**TASK OBJECTIVE:** Transcribe the records that follow. Keep every word exactly, and drop the pictures.

++++++++

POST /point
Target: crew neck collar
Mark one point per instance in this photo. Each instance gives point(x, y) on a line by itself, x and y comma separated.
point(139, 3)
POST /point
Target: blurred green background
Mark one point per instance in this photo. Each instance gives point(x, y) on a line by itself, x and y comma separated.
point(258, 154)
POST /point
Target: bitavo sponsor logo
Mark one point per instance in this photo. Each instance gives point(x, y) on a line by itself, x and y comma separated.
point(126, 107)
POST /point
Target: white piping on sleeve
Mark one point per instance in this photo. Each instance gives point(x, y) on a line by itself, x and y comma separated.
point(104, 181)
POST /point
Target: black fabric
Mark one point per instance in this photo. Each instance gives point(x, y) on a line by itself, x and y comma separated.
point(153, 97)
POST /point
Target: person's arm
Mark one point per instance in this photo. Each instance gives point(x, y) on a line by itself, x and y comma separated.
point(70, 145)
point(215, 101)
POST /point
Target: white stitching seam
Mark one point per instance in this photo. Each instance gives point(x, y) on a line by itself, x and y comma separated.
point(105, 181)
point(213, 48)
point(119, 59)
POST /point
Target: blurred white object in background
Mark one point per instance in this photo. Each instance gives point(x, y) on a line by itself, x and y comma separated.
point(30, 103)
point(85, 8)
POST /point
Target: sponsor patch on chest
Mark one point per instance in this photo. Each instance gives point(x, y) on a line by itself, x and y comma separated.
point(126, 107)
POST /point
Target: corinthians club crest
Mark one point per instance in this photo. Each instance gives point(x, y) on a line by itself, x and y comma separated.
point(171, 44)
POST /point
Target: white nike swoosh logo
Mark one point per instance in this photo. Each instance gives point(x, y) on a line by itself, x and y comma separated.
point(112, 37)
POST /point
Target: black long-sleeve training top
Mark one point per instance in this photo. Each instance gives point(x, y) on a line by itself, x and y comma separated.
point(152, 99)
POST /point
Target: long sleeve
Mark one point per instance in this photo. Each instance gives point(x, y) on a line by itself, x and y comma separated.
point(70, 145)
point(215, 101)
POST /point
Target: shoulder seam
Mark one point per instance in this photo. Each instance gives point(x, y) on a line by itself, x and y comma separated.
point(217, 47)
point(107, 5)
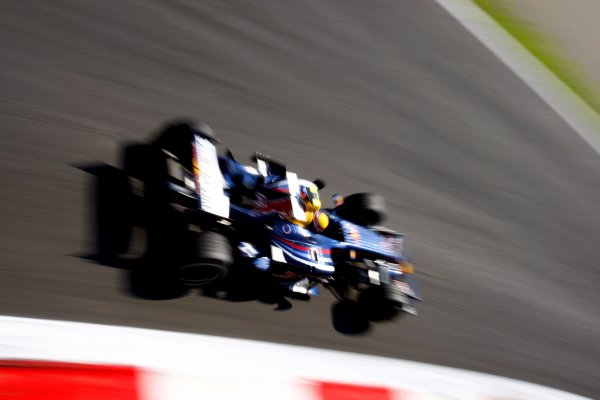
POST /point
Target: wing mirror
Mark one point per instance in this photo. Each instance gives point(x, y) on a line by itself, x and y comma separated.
point(320, 183)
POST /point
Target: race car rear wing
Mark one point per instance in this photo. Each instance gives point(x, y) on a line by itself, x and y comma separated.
point(268, 168)
point(209, 179)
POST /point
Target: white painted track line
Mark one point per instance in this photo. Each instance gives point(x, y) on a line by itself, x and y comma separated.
point(568, 105)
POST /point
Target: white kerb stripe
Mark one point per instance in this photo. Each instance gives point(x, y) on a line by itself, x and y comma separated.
point(195, 361)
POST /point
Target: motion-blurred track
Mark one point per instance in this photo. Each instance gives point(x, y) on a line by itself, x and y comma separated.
point(498, 195)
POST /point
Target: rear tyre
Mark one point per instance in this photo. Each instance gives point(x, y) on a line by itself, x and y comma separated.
point(210, 263)
point(363, 208)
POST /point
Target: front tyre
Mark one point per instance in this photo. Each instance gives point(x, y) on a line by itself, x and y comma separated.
point(210, 261)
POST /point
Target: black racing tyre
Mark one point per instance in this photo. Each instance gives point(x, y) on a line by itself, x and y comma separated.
point(177, 136)
point(210, 261)
point(363, 208)
point(376, 305)
point(113, 214)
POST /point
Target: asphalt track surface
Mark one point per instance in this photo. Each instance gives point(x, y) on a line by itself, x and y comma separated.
point(499, 197)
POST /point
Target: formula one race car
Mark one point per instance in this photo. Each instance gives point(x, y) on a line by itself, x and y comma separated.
point(214, 214)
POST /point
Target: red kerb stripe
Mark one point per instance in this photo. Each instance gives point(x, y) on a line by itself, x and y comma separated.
point(341, 391)
point(28, 380)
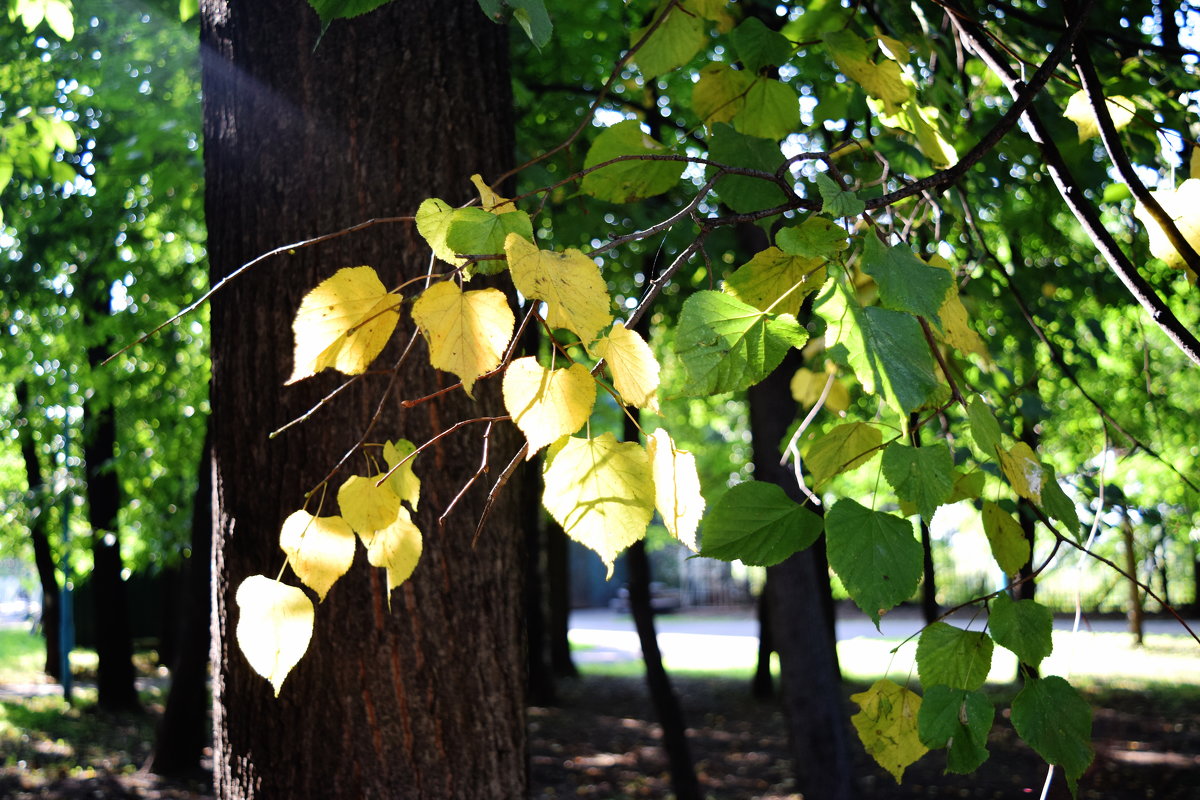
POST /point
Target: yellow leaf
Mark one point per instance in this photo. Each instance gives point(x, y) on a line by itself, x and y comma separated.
point(569, 282)
point(1023, 470)
point(433, 218)
point(635, 371)
point(274, 626)
point(403, 481)
point(1079, 110)
point(343, 323)
point(366, 506)
point(676, 488)
point(1183, 206)
point(396, 547)
point(601, 492)
point(490, 199)
point(319, 549)
point(808, 385)
point(777, 282)
point(467, 331)
point(887, 726)
point(547, 404)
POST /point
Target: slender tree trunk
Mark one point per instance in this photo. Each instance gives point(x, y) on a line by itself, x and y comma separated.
point(307, 134)
point(801, 617)
point(184, 731)
point(39, 519)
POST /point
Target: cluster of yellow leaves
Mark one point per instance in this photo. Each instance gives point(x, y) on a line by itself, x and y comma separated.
point(275, 619)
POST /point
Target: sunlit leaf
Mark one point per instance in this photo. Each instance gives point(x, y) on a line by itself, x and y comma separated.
point(345, 323)
point(274, 626)
point(467, 331)
point(321, 549)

++++++++

**SOLUTION TO THE PROBLEM:**
POST /point
Target: crew neck collar
Mark one point per instance in this photo. Each instance gives point(x, y) on a line by itself, x and y comma separated.
point(139, 3)
POST /point
Target: blurred green background
Mark one point per instance in this photo. Each instance gives point(x, y) on a line by itself, x and y comma separated.
point(258, 154)
POST /point
Target: bitavo sponsor logo
Mark one point per instance in this photo. Each instance gives point(x, y) on a line by itself, x and y comma separated.
point(126, 107)
POST /point
Target: white piping on sleeve
Mark one point per instance in this photo. Each instance gives point(x, y) on a line by itself, x and y comma separated.
point(104, 181)
POST /point
Target: black fabric
Mark one point per instance in this photo. Each instance gives point(x, y) on a line by itself, x and y comma separated.
point(153, 97)
POST /point
Target: person's arm
Mark one point per instance in this photo. Each instance gives point(x, y) on a line by itself, x and y comma separated.
point(70, 145)
point(215, 101)
POST /point
Target: white stitching seam
Mark one point per instance in this photo. Each instance gives point(x, y) on a line by itself, x and y comma separated.
point(105, 181)
point(213, 48)
point(119, 59)
POST /point
Target: blurred white object in background
Mark one point per instance in this photo. Each instance gives point(x, y) on a line by itself, x and y comma separated.
point(30, 103)
point(85, 8)
POST /point
Target: sponsor patch on chest
Mark one point per instance in this photo. Each instance gives point(x, y) on a line by itself, x and y comma separated.
point(126, 107)
POST /point
Target: corinthians club crest
Mark one point per instance in this photo. Each instance gives point(x, y) on a line by itself, x and y comma separated.
point(171, 44)
POST /point
Target: white nike swoosh logo
Mark one point per instance in this photo. Each instance gives point(x, y) on a line by itself, x and y comma separated.
point(112, 37)
POST /point
Target: black long-sleeve training top
Mark one point per instance in this photo. Each instance gives point(x, y) on a line by itself, x and y comma separated.
point(152, 99)
POST /point
Target: long sleeve
Mark one point per instance in this photo. Each instance gives point(x, y) on a line by itself, x and y comma separated.
point(70, 145)
point(215, 101)
POST /point
Target: shoulder seam
Mark one point per instance in this photo. Each instance gives point(x, y) on a line by itself, x and y comma separated.
point(217, 47)
point(107, 5)
POST /point
Target: wing mirror
Mark one point per instance in this photo. Each instance gives point(x, y) on a line by itself, x and y comma separated.
point(320, 183)
POST /point
Target: race car rear wing
Mark one point per instance in this photo. Each instance gives point(x, y) on a line by itself, x and y comma separated.
point(268, 168)
point(209, 179)
POST /point
Target: white painted track line
Mark one point per instance in this photo. Each instance gives point(x, y) on a line by itself, x and y comma separated.
point(568, 105)
POST /point
Target: white kerb stripe
Mark one point per instance in this photo. Each instance gives point(x, y) on a line by itself, x and y comma separated.
point(195, 361)
POST /point
Target: motion-blurred track
Mark one point per instance in this photo. Each instance gives point(x, y) on a line by itself, x and y comma separated.
point(498, 195)
POST /point
Target: rear tyre
Mark one point per instance in this photo. Each instance gives point(x, y) on a line by itself, x and y comma separated.
point(210, 263)
point(363, 208)
POST /point
Target: front tyre
Mark one point per instance in this photo. Each instance gives point(x, y) on a line by itself, x and y comma separated.
point(210, 261)
POST /point
Target: black racing tyre
Mark one point per instance in this photo. Each instance gives point(x, y) on a line by itself, x and y comma separated.
point(177, 136)
point(210, 261)
point(363, 208)
point(376, 305)
point(113, 214)
POST /point
Target: asphalt track surface
Mark one point per instance in this photo. Each instance gives point(x, y) on a line by itself, x and y comma separated.
point(499, 197)
POST /point
Target: formula one race car
Mark one point per instance in this photo. Each instance gives point(x, y) on a line by itself, x and y comma separated.
point(214, 214)
POST /point
Target: red kerb stripe
Mark one point per instance in this photo. Each instance gives point(x, y) on a line by itself, x and y comma separated.
point(341, 391)
point(28, 380)
POST /point
Target: yellow leaf
Mark one point per instance in this photo. Each instance gives point(x, y) on a line by itself, x and y comma separated.
point(569, 282)
point(1023, 470)
point(433, 218)
point(635, 371)
point(274, 626)
point(403, 481)
point(1079, 110)
point(343, 323)
point(366, 506)
point(676, 488)
point(1183, 206)
point(396, 547)
point(601, 492)
point(490, 199)
point(319, 549)
point(808, 385)
point(777, 282)
point(467, 331)
point(887, 726)
point(547, 404)
POST /point
Target: slender tree trunk
Mark one point per instance in this photo. Each instance gives point(x, y) on a line by itself, x and y comma separated.
point(307, 134)
point(801, 617)
point(184, 731)
point(39, 519)
POST /point
Target: cluster of yellow leaves
Mark one point per instance in this photo. Each instance gives point(x, y) on a line by itself, x and y comma separated.
point(275, 619)
POST /point
Target: sunlit leaf
Mark one point per instance in this photo. Each instance gives point(x, y) on a line by itself, x and y comma separated.
point(345, 323)
point(274, 626)
point(467, 331)
point(321, 549)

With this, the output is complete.